MATERIAL PROVIDED:
* * * *
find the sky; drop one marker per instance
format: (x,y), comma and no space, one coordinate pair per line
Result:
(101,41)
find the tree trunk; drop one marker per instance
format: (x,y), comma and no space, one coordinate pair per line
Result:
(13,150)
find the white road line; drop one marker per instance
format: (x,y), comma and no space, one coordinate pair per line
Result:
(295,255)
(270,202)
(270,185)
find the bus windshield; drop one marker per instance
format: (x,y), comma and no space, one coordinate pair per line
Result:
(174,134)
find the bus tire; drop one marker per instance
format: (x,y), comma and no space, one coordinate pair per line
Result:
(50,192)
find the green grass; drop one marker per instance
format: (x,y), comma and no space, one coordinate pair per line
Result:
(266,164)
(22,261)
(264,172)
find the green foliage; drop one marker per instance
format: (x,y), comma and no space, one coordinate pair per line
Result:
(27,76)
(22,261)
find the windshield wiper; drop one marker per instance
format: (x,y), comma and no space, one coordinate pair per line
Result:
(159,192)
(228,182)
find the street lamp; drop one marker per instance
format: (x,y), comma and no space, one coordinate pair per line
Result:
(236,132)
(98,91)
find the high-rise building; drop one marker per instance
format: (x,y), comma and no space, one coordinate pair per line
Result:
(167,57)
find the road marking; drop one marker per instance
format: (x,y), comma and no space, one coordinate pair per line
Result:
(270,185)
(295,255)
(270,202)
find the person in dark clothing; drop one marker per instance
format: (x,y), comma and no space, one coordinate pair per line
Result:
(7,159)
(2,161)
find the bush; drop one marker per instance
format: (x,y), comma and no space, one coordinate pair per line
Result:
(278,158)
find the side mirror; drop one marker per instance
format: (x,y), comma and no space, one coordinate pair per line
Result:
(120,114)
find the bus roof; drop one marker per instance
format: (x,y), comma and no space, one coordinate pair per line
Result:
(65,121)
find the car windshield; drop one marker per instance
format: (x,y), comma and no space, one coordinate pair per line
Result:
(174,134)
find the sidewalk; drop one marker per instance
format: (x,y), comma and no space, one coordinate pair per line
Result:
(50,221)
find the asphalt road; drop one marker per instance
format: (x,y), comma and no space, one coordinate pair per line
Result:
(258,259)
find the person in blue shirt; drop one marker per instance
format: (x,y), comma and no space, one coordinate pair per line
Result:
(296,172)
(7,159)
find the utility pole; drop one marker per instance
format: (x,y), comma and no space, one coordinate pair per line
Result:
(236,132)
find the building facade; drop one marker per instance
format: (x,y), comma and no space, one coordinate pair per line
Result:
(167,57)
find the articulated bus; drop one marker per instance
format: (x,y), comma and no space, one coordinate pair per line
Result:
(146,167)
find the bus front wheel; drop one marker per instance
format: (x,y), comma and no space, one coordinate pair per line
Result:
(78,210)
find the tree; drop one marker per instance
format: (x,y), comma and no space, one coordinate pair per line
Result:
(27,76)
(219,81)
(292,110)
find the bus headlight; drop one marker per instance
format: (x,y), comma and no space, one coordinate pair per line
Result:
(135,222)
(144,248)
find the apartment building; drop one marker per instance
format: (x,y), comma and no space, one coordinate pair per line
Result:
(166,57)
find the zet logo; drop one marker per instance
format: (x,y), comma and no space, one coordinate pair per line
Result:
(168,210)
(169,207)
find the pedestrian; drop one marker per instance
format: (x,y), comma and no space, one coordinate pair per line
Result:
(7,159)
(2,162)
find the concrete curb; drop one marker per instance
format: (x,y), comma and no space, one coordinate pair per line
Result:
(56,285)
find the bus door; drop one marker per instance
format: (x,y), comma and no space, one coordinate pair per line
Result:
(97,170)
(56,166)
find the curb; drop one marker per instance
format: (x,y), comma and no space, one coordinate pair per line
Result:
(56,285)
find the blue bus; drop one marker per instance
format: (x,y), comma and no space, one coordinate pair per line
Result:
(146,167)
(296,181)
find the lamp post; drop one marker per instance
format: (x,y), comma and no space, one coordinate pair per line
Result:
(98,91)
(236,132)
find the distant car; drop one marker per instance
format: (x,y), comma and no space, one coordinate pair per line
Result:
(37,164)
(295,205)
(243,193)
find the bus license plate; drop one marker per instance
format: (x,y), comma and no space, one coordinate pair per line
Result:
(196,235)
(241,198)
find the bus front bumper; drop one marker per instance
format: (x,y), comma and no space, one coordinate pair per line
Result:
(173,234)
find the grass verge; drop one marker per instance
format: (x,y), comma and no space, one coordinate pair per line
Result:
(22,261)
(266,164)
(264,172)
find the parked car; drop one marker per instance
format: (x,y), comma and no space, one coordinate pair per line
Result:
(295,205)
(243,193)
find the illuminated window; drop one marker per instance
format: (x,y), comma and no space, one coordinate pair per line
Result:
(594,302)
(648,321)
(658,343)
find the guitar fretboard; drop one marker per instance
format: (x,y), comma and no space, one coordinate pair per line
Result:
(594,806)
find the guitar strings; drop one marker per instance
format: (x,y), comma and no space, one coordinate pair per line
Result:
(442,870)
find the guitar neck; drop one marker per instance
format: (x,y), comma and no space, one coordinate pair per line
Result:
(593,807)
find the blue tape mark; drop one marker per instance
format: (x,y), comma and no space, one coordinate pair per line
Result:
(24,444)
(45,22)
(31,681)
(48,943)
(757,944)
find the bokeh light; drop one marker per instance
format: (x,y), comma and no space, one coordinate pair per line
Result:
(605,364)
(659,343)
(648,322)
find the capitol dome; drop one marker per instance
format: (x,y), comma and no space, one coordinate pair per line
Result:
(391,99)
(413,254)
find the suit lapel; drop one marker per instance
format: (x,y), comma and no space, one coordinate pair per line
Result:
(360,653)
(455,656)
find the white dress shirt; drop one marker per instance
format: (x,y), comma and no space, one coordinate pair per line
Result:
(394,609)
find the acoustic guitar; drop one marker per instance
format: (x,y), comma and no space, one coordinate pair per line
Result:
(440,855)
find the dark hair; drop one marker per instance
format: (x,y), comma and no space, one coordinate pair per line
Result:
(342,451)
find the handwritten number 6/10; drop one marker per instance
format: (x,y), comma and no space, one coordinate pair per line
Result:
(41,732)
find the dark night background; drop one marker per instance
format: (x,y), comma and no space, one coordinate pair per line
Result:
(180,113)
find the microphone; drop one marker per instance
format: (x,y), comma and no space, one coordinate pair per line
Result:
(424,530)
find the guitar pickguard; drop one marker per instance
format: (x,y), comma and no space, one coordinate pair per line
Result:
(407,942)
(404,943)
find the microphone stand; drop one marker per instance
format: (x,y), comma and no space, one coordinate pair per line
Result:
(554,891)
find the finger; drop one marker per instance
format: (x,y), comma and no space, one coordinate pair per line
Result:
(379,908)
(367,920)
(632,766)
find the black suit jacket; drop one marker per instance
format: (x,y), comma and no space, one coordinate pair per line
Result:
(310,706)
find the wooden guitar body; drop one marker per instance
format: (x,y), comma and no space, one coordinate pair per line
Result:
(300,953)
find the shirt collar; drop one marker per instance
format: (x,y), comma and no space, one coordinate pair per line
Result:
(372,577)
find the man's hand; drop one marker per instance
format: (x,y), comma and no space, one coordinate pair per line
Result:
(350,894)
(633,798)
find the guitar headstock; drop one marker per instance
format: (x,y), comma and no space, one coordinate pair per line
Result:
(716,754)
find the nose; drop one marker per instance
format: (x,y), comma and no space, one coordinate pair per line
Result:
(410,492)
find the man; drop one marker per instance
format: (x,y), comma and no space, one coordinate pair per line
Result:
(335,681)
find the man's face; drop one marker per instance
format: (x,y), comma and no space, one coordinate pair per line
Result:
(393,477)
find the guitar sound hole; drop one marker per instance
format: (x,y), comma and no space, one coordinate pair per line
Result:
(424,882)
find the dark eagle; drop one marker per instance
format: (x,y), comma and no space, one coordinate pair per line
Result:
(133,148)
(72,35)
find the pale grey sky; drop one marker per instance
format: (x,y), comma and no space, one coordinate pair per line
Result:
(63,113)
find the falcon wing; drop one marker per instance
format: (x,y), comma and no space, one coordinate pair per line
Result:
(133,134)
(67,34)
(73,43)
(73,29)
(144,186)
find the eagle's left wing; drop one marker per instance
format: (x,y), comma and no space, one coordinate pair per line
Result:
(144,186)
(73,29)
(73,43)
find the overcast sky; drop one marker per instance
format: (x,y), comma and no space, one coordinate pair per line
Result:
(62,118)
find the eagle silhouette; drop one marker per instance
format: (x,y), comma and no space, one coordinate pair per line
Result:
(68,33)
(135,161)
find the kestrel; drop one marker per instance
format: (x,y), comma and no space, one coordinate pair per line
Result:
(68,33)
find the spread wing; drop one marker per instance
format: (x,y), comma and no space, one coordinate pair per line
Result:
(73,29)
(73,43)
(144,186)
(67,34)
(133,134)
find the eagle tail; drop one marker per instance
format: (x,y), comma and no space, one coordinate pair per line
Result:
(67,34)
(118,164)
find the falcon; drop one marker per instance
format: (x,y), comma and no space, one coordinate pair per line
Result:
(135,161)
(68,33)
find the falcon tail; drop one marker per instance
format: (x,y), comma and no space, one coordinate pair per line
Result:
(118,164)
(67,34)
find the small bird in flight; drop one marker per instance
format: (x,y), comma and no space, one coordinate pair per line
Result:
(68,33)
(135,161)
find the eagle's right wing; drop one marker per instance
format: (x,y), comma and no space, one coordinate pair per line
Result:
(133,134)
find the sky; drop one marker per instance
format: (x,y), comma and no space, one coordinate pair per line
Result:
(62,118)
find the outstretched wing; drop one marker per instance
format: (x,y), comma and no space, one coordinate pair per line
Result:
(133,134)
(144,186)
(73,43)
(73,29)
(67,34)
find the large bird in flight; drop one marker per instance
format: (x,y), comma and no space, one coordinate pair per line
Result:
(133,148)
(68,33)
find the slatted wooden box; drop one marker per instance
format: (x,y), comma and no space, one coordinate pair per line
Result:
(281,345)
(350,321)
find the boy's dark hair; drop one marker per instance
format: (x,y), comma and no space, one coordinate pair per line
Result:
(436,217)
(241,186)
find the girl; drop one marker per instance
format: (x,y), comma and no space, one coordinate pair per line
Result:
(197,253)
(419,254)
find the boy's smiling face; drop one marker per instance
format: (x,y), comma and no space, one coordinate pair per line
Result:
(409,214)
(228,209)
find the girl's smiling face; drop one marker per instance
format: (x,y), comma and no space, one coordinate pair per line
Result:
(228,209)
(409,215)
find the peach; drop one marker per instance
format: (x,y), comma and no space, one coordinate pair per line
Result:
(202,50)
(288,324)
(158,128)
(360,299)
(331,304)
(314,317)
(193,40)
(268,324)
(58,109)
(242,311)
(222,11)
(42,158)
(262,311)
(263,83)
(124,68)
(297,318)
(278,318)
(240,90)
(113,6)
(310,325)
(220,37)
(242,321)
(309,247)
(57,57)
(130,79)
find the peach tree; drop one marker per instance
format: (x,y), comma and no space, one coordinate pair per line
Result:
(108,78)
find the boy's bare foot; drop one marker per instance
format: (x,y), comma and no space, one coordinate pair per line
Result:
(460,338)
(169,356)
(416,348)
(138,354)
* * * *
EXERCISE REQUIREMENTS: In the entries above, please find the line with "find the man; drop one marker per instance" and the line with "find the small", then write out exactly those two lines and every line between them, and nothing more.

ANSWER TO THIS PROBLEM:
find the man; drop one marker per instance
format: (x,y), comma and no space, one coordinate pair per line
Result:
(335,681)
find the man's face; drop one marker per instance
format: (x,y), comma and no space, one coordinate pair per line
Result:
(393,477)
find the guitar sound hole; drop one marker per instance
format: (x,y), comma and no space, one coordinate pair per line
Result:
(424,882)
find the dark eagle; drop one marker per instance
format: (x,y), comma and no space, one coordinate pair per line
Result:
(133,148)
(72,35)
find the pale grey sky; drop one marker per instance
format: (x,y), comma and no space, one coordinate pair per line
Result:
(63,113)
find the falcon wing; drop one marker per instance
format: (x,y), comma and no space, one coordinate pair per line
Result:
(133,134)
(67,34)
(73,43)
(73,29)
(144,186)
find the eagle's left wing; drop one marker per instance
format: (x,y), comma and no space, one coordinate pair per line
Result:
(144,186)
(73,29)
(73,43)
find the overcast sky; drop one marker per instance
format: (x,y), comma and no space, one coordinate pair per line
Result:
(62,118)
find the eagle silhouette; drop one marker per instance
format: (x,y), comma and no space, one coordinate pair per line
Result:
(68,33)
(135,161)
find the kestrel; drop one marker per instance
format: (x,y), comma and no space, one coordinate pair per line
Result:
(68,33)
find the spread wing; drop one marker per instance
format: (x,y), comma and no space, one coordinate pair per line
Result:
(73,29)
(73,43)
(144,186)
(67,34)
(133,134)
find the eagle tail; drop one marker per instance
format: (x,y), comma and no space, one coordinate pair per line
Result:
(67,34)
(118,164)
find the falcon; drop one marker per instance
format: (x,y), comma and no space, one coordinate pair per line
Result:
(135,161)
(68,33)
find the falcon tail; drop one marker per instance
format: (x,y), comma and no space, one coordinate pair per line
Result:
(118,164)
(67,34)
find the small bird in flight; drop one marker per instance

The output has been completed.